**EXERCISE DESCRIPTION**
Emit the line that holds "of the boot" and all lines following it through the end of the data, verbatim, and nothing else.

**Records excerpted from a collection**

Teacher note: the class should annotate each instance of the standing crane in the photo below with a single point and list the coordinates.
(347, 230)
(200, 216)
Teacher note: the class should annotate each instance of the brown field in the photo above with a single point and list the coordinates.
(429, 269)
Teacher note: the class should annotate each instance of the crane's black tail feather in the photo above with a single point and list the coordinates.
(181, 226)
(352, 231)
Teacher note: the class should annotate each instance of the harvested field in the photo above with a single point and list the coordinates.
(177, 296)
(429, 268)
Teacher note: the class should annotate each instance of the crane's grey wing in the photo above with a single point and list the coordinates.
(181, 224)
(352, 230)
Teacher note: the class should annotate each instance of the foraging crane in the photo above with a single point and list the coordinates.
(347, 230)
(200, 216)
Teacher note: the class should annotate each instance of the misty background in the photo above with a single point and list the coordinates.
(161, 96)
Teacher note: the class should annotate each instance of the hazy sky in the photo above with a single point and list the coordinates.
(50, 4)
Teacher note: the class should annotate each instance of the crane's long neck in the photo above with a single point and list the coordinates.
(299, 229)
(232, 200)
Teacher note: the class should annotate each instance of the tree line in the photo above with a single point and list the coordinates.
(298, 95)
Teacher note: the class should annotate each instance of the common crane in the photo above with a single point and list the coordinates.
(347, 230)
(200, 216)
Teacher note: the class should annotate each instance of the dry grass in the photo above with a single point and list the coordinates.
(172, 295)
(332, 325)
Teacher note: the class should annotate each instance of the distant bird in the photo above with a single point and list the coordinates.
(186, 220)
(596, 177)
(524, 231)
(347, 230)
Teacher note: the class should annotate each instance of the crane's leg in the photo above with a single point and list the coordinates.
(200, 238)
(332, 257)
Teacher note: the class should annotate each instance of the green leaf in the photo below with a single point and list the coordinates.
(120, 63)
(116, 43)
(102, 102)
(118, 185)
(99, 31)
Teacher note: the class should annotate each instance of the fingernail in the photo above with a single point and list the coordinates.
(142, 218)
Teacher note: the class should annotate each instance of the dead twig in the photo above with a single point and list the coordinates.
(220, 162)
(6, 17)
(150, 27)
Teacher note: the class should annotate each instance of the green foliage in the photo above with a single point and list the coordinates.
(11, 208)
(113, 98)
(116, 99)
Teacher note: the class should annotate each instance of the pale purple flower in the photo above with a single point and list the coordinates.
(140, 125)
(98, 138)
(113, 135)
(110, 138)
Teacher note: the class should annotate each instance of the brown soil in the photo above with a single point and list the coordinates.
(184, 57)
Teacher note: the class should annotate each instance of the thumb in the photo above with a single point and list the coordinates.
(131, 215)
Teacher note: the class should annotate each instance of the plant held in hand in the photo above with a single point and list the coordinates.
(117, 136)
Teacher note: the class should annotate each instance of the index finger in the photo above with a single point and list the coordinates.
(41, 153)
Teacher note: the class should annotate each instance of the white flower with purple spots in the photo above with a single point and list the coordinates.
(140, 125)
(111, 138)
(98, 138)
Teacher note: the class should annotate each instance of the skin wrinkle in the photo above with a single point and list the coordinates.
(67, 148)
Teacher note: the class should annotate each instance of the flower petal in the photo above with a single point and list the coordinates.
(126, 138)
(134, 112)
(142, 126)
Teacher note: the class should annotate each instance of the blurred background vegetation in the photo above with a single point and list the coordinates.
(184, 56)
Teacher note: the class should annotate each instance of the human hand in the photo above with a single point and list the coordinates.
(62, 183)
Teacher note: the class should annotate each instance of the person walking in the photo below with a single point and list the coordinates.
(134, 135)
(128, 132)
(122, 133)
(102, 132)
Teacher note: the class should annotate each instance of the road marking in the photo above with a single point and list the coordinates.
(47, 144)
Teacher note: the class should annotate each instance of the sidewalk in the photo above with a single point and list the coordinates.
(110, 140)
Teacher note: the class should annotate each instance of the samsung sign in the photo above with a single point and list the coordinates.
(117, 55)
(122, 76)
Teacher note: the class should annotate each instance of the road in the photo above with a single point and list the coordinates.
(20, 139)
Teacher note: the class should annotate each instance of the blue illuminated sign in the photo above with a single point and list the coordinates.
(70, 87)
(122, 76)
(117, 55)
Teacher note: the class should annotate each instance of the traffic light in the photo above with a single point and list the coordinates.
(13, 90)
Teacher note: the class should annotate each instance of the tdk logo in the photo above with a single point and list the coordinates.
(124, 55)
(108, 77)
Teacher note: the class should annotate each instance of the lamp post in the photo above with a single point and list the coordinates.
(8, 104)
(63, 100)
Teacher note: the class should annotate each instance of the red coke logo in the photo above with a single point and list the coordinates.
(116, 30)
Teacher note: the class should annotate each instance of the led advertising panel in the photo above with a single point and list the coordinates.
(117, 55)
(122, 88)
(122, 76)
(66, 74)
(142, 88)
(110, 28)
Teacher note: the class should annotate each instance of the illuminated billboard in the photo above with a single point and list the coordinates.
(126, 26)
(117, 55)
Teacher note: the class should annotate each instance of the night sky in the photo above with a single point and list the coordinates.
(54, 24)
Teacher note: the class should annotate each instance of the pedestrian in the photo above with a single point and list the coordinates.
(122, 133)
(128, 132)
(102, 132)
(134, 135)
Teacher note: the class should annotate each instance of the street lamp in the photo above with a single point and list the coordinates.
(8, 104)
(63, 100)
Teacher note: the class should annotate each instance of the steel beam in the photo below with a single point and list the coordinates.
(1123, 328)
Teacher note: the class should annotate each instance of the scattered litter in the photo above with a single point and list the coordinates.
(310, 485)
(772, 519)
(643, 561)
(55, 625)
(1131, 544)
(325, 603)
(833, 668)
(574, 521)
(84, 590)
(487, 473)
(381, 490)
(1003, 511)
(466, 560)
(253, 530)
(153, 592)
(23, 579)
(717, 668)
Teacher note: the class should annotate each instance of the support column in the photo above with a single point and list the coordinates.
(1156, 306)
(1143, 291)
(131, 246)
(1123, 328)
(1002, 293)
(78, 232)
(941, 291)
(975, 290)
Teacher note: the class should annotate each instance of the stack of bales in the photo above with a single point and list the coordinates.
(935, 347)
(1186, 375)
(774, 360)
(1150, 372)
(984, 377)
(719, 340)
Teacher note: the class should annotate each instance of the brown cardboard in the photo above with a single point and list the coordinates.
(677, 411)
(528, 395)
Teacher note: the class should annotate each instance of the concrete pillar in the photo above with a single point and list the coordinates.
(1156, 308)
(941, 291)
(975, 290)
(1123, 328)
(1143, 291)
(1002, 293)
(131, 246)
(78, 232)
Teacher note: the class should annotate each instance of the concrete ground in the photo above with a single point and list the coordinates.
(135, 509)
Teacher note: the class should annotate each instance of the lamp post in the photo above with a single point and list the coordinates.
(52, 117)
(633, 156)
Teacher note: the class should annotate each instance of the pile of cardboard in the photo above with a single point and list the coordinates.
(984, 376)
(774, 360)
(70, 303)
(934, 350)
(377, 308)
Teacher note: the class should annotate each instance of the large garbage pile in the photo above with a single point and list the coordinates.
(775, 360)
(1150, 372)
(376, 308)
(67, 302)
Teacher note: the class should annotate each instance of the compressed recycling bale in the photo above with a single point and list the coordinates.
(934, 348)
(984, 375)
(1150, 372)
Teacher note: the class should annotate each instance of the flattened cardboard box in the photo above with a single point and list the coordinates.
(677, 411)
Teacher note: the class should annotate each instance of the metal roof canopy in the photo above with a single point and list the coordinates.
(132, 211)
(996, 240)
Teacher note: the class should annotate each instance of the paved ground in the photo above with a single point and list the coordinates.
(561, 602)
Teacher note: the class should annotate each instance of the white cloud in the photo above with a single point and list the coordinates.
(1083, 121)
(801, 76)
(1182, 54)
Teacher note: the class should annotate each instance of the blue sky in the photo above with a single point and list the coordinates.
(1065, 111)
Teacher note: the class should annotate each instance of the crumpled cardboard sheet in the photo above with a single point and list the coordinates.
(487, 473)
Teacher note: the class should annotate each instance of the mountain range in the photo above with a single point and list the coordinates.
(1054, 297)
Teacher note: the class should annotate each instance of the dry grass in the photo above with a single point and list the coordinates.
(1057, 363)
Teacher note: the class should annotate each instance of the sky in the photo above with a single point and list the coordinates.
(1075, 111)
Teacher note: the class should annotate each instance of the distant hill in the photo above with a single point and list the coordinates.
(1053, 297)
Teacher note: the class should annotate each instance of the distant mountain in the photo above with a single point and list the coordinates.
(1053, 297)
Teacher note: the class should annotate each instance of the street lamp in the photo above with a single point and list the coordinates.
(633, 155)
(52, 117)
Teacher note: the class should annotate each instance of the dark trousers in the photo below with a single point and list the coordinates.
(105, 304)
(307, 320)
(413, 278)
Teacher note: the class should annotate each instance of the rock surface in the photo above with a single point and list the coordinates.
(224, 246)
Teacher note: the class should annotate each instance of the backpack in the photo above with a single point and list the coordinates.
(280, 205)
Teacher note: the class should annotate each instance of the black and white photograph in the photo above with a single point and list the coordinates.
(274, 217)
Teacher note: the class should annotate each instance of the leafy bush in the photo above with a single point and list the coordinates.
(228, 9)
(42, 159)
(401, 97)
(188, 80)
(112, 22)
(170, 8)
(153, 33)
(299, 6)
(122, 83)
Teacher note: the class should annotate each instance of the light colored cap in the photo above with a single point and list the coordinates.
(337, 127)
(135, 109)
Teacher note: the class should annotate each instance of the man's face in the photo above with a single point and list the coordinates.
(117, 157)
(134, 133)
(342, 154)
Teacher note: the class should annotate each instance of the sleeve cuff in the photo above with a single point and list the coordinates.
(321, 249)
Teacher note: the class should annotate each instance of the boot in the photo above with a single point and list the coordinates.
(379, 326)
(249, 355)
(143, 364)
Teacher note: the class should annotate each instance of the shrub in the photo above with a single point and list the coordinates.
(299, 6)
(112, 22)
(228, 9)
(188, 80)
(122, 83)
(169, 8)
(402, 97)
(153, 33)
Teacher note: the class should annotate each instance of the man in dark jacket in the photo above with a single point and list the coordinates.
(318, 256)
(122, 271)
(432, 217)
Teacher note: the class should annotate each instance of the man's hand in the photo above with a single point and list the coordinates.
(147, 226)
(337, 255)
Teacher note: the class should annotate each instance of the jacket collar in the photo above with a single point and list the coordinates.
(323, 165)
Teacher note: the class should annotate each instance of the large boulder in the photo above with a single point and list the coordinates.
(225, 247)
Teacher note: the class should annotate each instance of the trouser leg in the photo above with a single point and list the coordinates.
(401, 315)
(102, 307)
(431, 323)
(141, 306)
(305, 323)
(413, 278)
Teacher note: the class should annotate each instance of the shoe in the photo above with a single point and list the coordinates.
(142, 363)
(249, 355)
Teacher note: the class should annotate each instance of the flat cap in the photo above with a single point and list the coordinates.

**CORRECT ANSWER**
Teacher note: the class should annotate each instance of the boot in the photo above with a single point and list the coordinates.
(379, 326)
(249, 355)
(143, 364)
Teacher note: the class should annotate each instance of the shrub in the photo above with a single point and list the coordinates.
(299, 6)
(112, 22)
(228, 9)
(188, 80)
(122, 83)
(169, 8)
(402, 97)
(153, 33)
Teacher note: the class should annotate each instance of the man in dark jacket in the photo above with a single point and list the coordinates.
(318, 256)
(122, 271)
(432, 217)
Teacher note: the class should annotate each instance of the man's hand in the photo above with a single point and list the coordinates.
(147, 226)
(337, 255)
Teacher note: the class should annotate each instance of the jacket collar in the photo above with a single point and list the coordinates.
(323, 165)
Teacher note: the class should annotate each instance of the large boulder in the photo above with a single point and list the coordinates.
(225, 247)
Teacher note: the class should annotate each instance of the trouser leg in the photo above with a single point and list the coordinates.
(401, 315)
(102, 307)
(431, 323)
(141, 306)
(305, 323)
(413, 278)
Teacher note: the class should annotate each instance of the shoe in the photo above with a single point and list the coordinates.
(142, 363)
(249, 355)
Teacher note: the class should annotate each instance of the flat cap in the photo above with a single point and list the coordinates.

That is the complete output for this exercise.